**WHAT IS REQUIRED:** Lines before the one containing "Pick out the spectator" are left out; return that line and every line after it exactly, through the end of the data below.

[Referring expression pointing data]
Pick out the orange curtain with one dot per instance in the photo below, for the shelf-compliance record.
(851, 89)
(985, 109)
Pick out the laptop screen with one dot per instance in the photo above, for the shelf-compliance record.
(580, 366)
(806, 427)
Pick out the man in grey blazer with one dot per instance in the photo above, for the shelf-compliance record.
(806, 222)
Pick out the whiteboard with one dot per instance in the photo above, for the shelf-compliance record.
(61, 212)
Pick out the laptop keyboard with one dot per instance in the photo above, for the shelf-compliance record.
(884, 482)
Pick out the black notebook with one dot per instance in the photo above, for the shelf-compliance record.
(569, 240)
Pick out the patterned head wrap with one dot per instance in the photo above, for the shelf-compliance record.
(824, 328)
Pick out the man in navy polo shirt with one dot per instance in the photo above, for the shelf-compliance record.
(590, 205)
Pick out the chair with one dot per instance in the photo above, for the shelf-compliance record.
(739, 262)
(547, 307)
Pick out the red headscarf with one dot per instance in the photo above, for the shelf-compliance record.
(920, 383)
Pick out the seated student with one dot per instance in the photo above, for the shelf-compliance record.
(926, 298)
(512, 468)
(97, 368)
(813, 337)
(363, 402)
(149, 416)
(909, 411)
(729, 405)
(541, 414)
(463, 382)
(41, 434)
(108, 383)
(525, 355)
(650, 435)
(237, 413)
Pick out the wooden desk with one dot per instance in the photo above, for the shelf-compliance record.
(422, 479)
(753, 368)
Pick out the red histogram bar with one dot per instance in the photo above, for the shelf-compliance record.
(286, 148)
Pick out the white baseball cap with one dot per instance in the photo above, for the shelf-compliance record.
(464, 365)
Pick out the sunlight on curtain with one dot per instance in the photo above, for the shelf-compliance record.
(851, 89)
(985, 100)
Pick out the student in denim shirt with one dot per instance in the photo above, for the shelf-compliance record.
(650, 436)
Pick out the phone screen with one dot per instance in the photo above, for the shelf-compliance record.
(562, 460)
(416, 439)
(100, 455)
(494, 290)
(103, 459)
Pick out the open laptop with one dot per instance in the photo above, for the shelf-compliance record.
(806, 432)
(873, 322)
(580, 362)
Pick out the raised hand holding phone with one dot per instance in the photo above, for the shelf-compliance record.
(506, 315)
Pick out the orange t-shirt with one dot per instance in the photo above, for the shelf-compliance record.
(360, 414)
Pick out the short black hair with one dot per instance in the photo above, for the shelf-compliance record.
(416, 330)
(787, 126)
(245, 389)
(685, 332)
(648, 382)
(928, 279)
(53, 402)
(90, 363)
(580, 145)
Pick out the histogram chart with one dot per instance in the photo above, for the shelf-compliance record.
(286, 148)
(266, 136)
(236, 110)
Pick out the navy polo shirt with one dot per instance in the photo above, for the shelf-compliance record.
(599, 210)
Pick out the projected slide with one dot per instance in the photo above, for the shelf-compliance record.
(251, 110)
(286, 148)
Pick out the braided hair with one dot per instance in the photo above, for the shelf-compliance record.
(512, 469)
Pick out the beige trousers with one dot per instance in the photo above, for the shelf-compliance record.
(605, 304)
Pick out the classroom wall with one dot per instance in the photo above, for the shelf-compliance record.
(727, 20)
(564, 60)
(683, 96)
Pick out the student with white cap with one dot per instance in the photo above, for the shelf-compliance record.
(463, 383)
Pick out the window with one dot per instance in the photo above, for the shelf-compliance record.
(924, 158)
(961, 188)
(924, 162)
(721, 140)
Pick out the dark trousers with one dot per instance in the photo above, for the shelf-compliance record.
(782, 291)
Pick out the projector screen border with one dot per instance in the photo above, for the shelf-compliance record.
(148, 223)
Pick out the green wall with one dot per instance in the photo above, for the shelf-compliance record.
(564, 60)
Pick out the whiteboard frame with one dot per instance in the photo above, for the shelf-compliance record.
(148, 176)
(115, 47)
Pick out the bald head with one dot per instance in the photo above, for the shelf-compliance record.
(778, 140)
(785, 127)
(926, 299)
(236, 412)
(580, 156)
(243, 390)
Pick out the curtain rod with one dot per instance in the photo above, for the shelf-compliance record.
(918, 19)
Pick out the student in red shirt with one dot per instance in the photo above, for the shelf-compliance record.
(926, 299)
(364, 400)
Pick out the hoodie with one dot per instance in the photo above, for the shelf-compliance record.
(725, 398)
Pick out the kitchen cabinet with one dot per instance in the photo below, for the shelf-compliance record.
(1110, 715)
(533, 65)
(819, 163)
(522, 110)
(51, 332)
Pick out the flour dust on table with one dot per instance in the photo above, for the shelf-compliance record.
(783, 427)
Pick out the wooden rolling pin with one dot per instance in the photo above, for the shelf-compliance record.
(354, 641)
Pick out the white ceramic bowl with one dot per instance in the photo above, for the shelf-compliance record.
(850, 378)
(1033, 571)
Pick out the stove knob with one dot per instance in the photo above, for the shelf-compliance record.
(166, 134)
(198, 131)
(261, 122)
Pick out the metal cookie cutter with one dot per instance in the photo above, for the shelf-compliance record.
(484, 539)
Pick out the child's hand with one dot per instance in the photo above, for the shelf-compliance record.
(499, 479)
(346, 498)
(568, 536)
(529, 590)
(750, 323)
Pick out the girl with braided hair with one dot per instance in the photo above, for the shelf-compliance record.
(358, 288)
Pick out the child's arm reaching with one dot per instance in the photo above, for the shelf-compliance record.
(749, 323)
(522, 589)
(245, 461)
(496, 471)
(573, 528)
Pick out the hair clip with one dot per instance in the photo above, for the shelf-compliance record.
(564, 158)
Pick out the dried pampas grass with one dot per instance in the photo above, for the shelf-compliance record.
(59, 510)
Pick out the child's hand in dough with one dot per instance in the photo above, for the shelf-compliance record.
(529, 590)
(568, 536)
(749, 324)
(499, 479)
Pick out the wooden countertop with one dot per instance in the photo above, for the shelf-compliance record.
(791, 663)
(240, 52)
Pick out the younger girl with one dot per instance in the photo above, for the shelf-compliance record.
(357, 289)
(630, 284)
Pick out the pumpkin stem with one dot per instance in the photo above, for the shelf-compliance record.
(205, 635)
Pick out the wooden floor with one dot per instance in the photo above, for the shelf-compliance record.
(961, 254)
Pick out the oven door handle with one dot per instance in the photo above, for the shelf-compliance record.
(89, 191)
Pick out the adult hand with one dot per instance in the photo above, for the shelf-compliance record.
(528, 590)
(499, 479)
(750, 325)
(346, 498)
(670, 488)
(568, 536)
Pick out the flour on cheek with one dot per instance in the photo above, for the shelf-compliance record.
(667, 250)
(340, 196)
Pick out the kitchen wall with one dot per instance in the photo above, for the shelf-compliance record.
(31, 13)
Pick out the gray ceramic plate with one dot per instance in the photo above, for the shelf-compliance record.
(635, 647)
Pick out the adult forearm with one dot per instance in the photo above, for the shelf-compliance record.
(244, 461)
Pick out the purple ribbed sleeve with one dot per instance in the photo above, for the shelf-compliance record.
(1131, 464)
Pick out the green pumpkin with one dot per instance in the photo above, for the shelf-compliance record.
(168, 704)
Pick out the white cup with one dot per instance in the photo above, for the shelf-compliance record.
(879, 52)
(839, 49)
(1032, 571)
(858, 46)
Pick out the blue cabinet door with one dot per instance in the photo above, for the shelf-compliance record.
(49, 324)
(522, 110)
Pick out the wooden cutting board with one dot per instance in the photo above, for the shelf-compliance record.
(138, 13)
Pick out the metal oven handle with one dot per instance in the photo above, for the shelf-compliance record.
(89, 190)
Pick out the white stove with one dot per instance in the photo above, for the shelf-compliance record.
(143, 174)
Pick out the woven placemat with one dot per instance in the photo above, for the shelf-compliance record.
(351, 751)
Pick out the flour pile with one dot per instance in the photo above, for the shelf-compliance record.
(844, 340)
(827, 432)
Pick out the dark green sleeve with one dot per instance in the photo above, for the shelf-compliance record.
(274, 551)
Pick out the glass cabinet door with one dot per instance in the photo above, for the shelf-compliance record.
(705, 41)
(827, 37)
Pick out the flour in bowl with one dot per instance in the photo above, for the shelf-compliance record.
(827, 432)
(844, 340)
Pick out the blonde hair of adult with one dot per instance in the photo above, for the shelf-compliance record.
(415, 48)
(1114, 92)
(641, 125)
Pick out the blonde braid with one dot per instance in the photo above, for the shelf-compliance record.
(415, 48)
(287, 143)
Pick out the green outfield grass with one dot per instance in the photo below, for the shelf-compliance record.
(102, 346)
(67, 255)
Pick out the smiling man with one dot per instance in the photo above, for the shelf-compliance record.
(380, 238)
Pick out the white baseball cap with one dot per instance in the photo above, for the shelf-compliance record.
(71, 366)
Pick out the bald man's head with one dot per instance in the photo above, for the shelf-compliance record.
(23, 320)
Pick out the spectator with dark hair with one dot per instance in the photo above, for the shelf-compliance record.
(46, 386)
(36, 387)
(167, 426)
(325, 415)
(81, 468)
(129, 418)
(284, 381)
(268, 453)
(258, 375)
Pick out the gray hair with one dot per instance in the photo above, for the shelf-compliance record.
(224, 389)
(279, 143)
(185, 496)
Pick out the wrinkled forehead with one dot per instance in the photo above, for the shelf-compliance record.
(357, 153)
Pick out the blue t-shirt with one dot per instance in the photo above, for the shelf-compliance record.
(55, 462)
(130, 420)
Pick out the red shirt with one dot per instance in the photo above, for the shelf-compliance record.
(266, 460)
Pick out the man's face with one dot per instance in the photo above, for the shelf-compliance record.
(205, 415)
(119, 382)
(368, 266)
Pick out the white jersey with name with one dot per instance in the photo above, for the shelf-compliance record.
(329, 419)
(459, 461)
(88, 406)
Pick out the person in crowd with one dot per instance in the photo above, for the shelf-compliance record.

**REPLY TO THE TASK:**
Pick out the spectator with dark hair with one dot per instance in the photo above, for the shelf-compliance record.
(46, 386)
(36, 387)
(167, 426)
(325, 415)
(81, 468)
(129, 418)
(284, 381)
(268, 453)
(258, 375)
Pick out the gray hair with one dot per instance in the photo above, for the shelf-compliance record.
(224, 389)
(279, 143)
(185, 496)
Pick out the wrinkled forehead with one dot per instance in the photo above, for the shelf-compliance record.
(357, 153)
Pick out the blue t-shirt with one dot per instance in the photo above, for the shelf-compliance record.
(55, 462)
(130, 420)
Pick out the red shirt with one dot per instance in the photo above, for the shelf-compliance record.
(266, 460)
Pick out the man's face with one dot per instance in the photo above, for the shelf-compliance record.
(205, 415)
(119, 382)
(368, 266)
Pick out the white jersey with name with one dot per instance in the photo above, for the shelf-compliance record.
(329, 419)
(459, 461)
(88, 406)
Pick out the person in crowd with one dot per instance in the photo above, for the shelf-compliance record.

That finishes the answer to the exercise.